WRITTEN PROBLEM
Take the line that contains "the white container" and each line after it in the material below, and transcribe them exactly, stopping at the end.

THE DATA
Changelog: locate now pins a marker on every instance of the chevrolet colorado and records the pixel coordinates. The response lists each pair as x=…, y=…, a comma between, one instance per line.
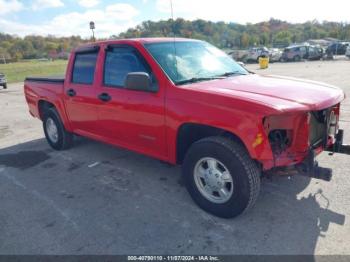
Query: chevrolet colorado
x=185, y=102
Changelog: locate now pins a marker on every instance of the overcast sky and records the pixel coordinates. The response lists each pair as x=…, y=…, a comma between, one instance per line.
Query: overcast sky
x=68, y=17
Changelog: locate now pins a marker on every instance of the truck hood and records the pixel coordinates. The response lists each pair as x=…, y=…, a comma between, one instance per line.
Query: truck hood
x=280, y=93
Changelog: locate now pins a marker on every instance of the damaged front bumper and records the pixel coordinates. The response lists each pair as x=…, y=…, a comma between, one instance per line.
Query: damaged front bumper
x=309, y=166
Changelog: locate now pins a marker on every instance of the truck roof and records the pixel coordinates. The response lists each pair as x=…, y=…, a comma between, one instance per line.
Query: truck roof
x=145, y=40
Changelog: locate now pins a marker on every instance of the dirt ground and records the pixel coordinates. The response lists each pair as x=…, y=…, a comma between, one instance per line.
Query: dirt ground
x=98, y=199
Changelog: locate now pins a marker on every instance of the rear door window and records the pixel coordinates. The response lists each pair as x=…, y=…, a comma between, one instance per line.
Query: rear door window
x=84, y=68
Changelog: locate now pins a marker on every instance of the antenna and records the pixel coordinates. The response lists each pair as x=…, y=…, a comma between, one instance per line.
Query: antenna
x=172, y=18
x=92, y=27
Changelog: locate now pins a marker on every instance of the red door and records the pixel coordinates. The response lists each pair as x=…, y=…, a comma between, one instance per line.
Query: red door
x=80, y=94
x=133, y=119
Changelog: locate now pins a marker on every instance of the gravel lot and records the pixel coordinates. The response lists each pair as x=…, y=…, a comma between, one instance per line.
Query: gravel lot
x=98, y=199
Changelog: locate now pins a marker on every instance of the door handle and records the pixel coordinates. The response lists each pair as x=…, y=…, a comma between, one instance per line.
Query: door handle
x=71, y=92
x=104, y=97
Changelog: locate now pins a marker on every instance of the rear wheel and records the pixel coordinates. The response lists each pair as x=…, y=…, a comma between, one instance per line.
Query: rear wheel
x=221, y=177
x=55, y=133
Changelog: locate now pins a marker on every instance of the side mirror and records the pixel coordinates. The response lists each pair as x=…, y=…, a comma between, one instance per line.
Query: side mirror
x=140, y=81
x=241, y=64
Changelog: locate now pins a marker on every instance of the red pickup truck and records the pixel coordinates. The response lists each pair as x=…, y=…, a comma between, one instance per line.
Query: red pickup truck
x=185, y=102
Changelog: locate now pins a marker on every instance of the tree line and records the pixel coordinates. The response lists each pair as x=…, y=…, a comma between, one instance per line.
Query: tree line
x=224, y=35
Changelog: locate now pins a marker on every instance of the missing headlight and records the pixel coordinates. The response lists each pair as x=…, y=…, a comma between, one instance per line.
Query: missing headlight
x=280, y=140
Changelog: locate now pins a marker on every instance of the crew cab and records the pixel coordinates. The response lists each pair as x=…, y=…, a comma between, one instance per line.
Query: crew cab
x=186, y=102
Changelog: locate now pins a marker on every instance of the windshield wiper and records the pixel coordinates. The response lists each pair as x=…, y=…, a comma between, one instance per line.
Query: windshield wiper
x=197, y=79
x=231, y=73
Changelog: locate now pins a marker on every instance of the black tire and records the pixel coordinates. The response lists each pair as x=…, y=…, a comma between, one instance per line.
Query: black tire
x=64, y=138
x=244, y=172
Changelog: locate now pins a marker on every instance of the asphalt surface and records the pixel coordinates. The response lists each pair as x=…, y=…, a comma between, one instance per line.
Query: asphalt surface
x=98, y=199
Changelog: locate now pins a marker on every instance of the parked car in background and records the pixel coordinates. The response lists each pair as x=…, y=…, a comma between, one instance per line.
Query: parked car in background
x=299, y=52
x=338, y=48
x=314, y=52
x=3, y=81
x=275, y=54
x=348, y=52
x=294, y=53
x=255, y=52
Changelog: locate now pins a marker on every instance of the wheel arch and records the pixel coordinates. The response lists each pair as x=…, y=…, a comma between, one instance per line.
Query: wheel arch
x=188, y=133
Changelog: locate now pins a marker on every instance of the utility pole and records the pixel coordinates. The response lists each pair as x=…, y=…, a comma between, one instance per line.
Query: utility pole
x=3, y=58
x=92, y=27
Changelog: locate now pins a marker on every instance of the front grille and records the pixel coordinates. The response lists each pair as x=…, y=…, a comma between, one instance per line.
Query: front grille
x=319, y=124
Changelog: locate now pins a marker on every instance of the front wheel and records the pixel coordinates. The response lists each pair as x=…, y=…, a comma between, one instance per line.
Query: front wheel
x=221, y=177
x=55, y=133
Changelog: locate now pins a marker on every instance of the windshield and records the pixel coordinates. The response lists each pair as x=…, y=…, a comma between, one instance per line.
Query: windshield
x=193, y=60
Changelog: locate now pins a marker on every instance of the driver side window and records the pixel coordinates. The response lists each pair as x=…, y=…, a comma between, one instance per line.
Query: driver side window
x=121, y=61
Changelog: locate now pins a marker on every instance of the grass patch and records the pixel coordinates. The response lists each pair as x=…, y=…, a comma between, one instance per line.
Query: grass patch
x=17, y=72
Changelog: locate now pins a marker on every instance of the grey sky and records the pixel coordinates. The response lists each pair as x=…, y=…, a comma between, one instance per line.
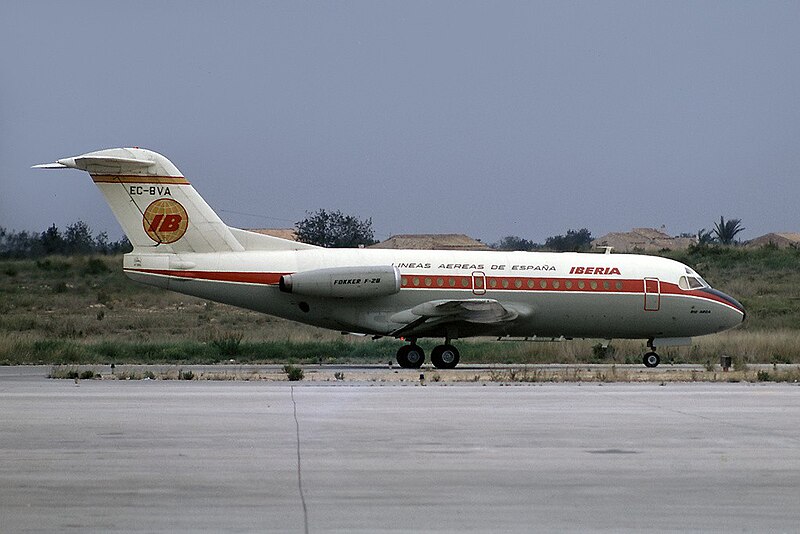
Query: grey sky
x=486, y=118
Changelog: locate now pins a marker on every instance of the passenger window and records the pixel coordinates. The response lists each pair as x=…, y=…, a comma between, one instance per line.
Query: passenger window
x=689, y=282
x=694, y=283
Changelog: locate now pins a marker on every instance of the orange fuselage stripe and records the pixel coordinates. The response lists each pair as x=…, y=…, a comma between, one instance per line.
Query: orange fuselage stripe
x=464, y=283
x=135, y=179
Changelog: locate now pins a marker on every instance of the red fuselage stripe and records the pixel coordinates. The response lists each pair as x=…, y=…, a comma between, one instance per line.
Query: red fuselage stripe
x=465, y=283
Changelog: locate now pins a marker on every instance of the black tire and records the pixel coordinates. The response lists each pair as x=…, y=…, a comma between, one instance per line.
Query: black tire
x=445, y=357
x=651, y=359
x=410, y=357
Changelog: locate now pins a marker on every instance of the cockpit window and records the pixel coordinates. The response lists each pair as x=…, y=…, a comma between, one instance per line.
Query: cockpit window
x=690, y=282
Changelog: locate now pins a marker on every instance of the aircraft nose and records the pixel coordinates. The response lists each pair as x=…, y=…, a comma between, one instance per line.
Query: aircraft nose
x=731, y=303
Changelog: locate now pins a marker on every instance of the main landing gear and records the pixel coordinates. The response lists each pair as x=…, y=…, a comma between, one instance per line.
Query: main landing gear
x=442, y=357
x=651, y=359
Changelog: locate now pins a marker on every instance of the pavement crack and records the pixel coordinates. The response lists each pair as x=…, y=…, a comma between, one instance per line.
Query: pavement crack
x=299, y=465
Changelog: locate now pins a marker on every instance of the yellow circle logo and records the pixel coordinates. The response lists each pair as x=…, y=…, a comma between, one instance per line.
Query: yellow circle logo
x=165, y=221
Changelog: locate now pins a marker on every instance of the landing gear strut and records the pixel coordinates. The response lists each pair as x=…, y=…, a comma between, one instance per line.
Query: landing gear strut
x=651, y=359
x=410, y=356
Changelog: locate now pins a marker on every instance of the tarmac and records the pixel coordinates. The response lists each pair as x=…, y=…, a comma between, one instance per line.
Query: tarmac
x=234, y=456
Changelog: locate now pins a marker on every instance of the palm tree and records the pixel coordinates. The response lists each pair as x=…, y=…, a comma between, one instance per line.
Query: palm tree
x=726, y=230
x=705, y=237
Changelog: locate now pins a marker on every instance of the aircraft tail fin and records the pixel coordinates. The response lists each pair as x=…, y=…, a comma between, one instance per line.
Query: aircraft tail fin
x=156, y=205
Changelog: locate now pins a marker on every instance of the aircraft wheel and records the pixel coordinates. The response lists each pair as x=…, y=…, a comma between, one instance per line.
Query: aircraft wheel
x=651, y=359
x=445, y=356
x=410, y=356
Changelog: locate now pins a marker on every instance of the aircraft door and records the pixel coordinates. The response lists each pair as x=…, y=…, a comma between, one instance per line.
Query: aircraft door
x=478, y=283
x=652, y=294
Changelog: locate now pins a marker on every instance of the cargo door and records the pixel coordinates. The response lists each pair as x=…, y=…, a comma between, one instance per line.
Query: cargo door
x=478, y=283
x=652, y=294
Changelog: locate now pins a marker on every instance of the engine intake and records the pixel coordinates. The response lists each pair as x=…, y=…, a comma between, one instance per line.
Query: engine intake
x=344, y=282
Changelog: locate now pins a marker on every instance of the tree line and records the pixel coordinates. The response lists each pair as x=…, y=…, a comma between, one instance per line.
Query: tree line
x=77, y=239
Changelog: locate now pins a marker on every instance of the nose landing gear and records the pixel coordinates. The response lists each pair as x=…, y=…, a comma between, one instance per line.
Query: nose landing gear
x=651, y=359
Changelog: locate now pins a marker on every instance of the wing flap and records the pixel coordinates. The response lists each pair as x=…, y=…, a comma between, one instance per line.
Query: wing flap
x=478, y=311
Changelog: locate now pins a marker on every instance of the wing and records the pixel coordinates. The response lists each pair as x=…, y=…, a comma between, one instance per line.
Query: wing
x=482, y=314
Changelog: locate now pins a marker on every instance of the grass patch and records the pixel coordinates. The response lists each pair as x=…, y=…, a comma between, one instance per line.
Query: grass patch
x=294, y=374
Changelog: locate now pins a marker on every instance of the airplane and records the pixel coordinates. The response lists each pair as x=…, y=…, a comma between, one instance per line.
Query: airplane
x=180, y=244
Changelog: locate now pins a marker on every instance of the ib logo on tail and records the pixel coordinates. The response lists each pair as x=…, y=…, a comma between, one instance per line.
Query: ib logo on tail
x=165, y=220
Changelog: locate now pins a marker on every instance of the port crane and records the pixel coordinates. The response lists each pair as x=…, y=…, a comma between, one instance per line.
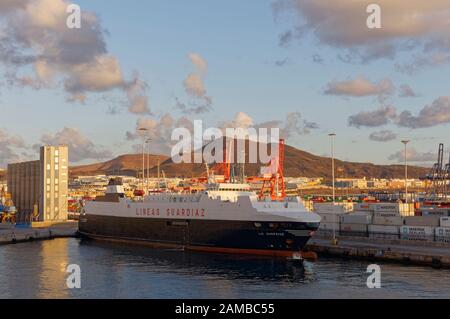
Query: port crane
x=438, y=178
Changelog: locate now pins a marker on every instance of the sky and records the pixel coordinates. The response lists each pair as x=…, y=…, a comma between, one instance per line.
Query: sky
x=307, y=67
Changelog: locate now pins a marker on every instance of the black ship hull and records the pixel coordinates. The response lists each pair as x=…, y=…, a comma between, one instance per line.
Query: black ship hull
x=246, y=237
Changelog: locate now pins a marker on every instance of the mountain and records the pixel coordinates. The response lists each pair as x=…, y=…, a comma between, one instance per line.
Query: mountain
x=297, y=163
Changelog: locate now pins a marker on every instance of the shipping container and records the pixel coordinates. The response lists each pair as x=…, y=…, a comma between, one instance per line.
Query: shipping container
x=361, y=207
x=329, y=208
x=420, y=233
x=436, y=212
x=356, y=219
x=442, y=234
x=353, y=228
x=330, y=217
x=444, y=222
x=393, y=221
x=329, y=226
x=384, y=207
x=432, y=221
x=382, y=229
x=386, y=214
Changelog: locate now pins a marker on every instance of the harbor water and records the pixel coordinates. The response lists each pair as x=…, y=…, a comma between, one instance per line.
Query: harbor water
x=38, y=270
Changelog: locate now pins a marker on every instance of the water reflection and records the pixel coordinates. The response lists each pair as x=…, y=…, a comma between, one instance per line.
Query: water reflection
x=111, y=270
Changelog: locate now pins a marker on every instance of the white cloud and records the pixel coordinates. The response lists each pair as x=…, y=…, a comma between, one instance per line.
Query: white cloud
x=360, y=87
x=383, y=136
x=431, y=115
x=413, y=26
x=34, y=38
x=413, y=155
x=375, y=118
x=80, y=147
x=10, y=148
x=194, y=86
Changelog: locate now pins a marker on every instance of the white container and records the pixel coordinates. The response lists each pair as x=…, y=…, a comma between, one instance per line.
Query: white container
x=386, y=214
x=432, y=221
x=361, y=207
x=385, y=207
x=435, y=212
x=328, y=208
x=356, y=219
x=444, y=222
x=330, y=217
x=420, y=233
x=442, y=234
x=354, y=228
x=392, y=221
x=329, y=226
x=381, y=229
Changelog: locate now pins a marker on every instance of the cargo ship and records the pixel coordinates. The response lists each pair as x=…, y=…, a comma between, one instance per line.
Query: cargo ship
x=224, y=218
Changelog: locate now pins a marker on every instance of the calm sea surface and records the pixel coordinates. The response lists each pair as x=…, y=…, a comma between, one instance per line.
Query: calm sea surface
x=38, y=270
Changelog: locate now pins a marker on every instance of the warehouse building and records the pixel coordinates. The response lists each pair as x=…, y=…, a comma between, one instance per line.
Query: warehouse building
x=39, y=188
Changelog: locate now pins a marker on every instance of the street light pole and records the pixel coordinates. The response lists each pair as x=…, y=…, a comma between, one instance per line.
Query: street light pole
x=405, y=142
x=143, y=132
x=332, y=136
x=148, y=161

RESULT OF THE TASK
Changelog: locate now pins a marker on every instance of the white container and records the pixel coordinates. The response lists each pair as x=…, y=…, a comma between, one instance per line.
Query: white container
x=386, y=214
x=432, y=221
x=361, y=207
x=385, y=207
x=435, y=212
x=328, y=208
x=356, y=219
x=444, y=222
x=330, y=217
x=420, y=233
x=442, y=234
x=354, y=228
x=392, y=221
x=329, y=226
x=381, y=229
Changelog: locate now pins a marker on every instance of the cargo ship and records the pixel coordinates. The response lists each pair as x=…, y=…, a comma between, one instance per line.
Query: cargo ship
x=224, y=218
Changelog: locate now pins a marker on every instance of the calm sea surface and records the pixel coordinates. The response lists each pair as x=…, y=…, a comma between, one instance per line.
Query: calm sea surface
x=38, y=270
Changelog: locate now pins a marker on every instance of the warehouse building and records the pixel coordinates. The response lists each pair as x=…, y=…, a comma between, one instance per line.
Query: warehouse building
x=39, y=188
Changelog: locate now pins a marker on every instance of the street light pole and records the pixel coordinates. The response lists each pair as x=…, y=…, a comma between, one instance per line.
Query: street light pole
x=405, y=142
x=143, y=132
x=332, y=136
x=148, y=161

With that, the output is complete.